--- Verilen alıntı ---
Dünyanın yönü değişir mi?

Dünya düzeni, 2008 yılında Lehman Brothers’ın batmasıyla başlayan küresel finansal krizden bu yana, bir belirsizlik ikliminin, bir çeşit ‘fetret devri’nin içinde. Bu zaman dilimini, 1929’da Büyük Buhran’la başlayıp II. Dünya Savaşının bitimine kadar devam eden döneme benzetmek mümkün.

Büyük Buhran’dan sonra da dünya dengesini bir türlü bulamamış, ‘düzen kurucu’ değil ‘tahrip edici’ aktör ve süreçler ön plana çıkmış, insanlık II. Dünya Savaşı gibi tarihin en yıkıcı harplerinden birinin içine sürüklenmiş, sonunda ‘tahrip edici’ güçlerin kesin mağlubiyetiyle yeni bir düzenin kurulabilmesi için uygun koşullar ortaya çıkabilmiştir. Aldığı kritik virajlarla günümüze kadar gelen siyasi ve ekonomik düzenin temelleri, bu büyük savaşın ardından atıldı. İki sistemli bir yapıya dayanan bu düzen, 1970’li yıllarda yaşadığı büyük tıkanmaya rağmen, 80’lerden itibaren ‘cilalı’ bir devir yaşadı. 80’li yılların sonunda düzenin komünist ayağı çöktü ancak diğer ayak güçlenerek varlığını devam ettirdi. Öyle büyük bir zafer havası doğdu ki, tarihin sonu ilan edildi.
--- Verilen girdiler ---
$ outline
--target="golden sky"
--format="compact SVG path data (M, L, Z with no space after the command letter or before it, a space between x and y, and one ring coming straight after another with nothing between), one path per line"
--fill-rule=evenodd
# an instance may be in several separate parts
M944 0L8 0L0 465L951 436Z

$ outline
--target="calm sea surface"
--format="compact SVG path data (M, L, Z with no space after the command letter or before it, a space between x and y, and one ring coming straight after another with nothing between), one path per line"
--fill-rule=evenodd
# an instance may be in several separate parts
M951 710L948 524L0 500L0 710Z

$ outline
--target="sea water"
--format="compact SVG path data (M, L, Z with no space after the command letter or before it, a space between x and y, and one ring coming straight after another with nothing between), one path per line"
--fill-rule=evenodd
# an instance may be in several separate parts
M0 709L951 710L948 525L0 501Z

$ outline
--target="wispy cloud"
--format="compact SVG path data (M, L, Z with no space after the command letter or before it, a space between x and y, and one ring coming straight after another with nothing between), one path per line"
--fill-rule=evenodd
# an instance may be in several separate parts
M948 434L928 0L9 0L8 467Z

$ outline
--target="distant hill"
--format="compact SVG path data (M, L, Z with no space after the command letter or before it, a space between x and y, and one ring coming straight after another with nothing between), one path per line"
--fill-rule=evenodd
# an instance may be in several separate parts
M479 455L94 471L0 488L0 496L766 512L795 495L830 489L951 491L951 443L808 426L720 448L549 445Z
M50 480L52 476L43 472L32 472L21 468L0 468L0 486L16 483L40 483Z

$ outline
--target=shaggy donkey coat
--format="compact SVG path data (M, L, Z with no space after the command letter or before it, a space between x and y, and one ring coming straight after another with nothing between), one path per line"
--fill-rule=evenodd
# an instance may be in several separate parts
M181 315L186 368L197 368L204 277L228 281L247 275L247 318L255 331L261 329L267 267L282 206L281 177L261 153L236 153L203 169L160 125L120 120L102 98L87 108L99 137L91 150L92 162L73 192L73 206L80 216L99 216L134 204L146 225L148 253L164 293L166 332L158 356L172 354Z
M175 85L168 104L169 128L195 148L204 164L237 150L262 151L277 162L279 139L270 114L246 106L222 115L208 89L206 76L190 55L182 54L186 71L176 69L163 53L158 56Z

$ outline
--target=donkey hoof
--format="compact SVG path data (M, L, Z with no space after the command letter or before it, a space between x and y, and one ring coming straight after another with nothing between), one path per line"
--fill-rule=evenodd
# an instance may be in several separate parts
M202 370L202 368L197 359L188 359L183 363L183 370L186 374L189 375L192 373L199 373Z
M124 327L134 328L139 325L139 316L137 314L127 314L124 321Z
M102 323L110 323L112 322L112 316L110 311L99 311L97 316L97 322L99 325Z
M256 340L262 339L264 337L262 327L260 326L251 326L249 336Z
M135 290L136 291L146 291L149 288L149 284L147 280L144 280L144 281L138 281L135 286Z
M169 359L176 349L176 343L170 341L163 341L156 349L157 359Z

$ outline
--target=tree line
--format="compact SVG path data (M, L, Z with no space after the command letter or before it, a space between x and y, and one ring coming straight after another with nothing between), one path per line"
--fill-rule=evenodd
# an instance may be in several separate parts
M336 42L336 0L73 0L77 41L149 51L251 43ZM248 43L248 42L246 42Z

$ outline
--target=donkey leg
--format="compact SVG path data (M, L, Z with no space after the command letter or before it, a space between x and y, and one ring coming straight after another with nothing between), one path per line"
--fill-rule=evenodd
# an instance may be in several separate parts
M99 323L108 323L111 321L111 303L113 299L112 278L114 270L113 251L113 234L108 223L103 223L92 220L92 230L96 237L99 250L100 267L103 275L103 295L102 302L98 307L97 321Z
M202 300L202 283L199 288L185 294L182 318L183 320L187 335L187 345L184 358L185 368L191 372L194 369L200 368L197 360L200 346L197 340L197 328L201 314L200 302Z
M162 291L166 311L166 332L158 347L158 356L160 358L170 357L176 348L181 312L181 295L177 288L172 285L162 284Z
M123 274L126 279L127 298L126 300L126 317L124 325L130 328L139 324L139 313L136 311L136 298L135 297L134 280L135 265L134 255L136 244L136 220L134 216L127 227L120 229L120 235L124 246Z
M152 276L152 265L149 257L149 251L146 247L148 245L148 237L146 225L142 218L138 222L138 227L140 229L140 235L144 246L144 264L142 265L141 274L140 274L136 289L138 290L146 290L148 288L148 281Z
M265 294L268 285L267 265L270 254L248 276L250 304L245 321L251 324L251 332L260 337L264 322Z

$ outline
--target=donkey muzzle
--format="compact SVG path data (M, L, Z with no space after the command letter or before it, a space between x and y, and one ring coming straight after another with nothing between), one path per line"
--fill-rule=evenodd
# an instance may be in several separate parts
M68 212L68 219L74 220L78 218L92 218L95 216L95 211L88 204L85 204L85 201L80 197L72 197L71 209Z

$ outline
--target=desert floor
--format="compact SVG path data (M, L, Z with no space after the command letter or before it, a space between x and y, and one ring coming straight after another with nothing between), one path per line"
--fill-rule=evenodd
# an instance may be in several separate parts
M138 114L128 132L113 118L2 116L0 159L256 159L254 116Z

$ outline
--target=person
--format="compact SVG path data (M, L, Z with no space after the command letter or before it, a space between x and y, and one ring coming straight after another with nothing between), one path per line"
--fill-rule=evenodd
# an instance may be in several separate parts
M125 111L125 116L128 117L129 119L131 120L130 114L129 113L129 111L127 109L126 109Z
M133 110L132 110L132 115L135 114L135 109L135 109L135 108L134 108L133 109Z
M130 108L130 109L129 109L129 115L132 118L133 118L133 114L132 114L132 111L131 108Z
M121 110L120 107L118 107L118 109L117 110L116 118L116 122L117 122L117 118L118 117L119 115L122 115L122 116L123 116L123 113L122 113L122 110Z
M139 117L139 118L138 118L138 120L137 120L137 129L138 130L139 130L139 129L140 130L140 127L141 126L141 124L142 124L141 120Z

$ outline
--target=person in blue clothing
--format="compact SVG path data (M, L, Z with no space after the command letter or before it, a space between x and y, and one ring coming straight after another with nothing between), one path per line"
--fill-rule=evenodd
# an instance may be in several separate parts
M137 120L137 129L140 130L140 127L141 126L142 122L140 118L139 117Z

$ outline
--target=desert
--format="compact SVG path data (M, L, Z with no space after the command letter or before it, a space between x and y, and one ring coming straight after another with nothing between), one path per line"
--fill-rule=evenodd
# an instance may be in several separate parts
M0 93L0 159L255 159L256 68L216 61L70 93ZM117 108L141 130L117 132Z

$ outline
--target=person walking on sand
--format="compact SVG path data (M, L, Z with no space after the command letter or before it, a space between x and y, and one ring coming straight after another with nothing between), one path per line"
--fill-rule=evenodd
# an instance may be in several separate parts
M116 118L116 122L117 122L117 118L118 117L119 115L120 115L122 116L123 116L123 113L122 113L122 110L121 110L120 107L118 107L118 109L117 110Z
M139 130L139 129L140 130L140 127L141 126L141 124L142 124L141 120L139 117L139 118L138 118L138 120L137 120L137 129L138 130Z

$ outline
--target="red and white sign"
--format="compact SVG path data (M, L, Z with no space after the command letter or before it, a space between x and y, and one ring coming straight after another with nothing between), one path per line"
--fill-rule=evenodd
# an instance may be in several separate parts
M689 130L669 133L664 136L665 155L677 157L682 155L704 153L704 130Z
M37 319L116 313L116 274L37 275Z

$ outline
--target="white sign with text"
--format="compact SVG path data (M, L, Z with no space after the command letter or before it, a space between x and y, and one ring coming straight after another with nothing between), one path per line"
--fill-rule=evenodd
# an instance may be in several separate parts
---
■ Yapılacak iş: Dünya düzeni yazısında "Dünyanın yönü değişir" ifadesinden "döneme benzetmek mümkün." ifadesine kadar her şeyi harfi harfine tekrar yazın.

■ Alıştırma çıktısı:
Dünyanın yönü değişir mi?

Dünya düzeni, 2008 yılında Lehman Brothers’ın batmasıyla başlayan küresel finansal krizden bu yana, bir belirsizlik ikliminin, bir çeşit ‘fetret devri’nin içinde. Bu zaman dilimini, 1929’da Büyük Buhran’la başlayıp II. Dünya Savaşının bitimine kadar devam eden döneme benzetmek mümkün.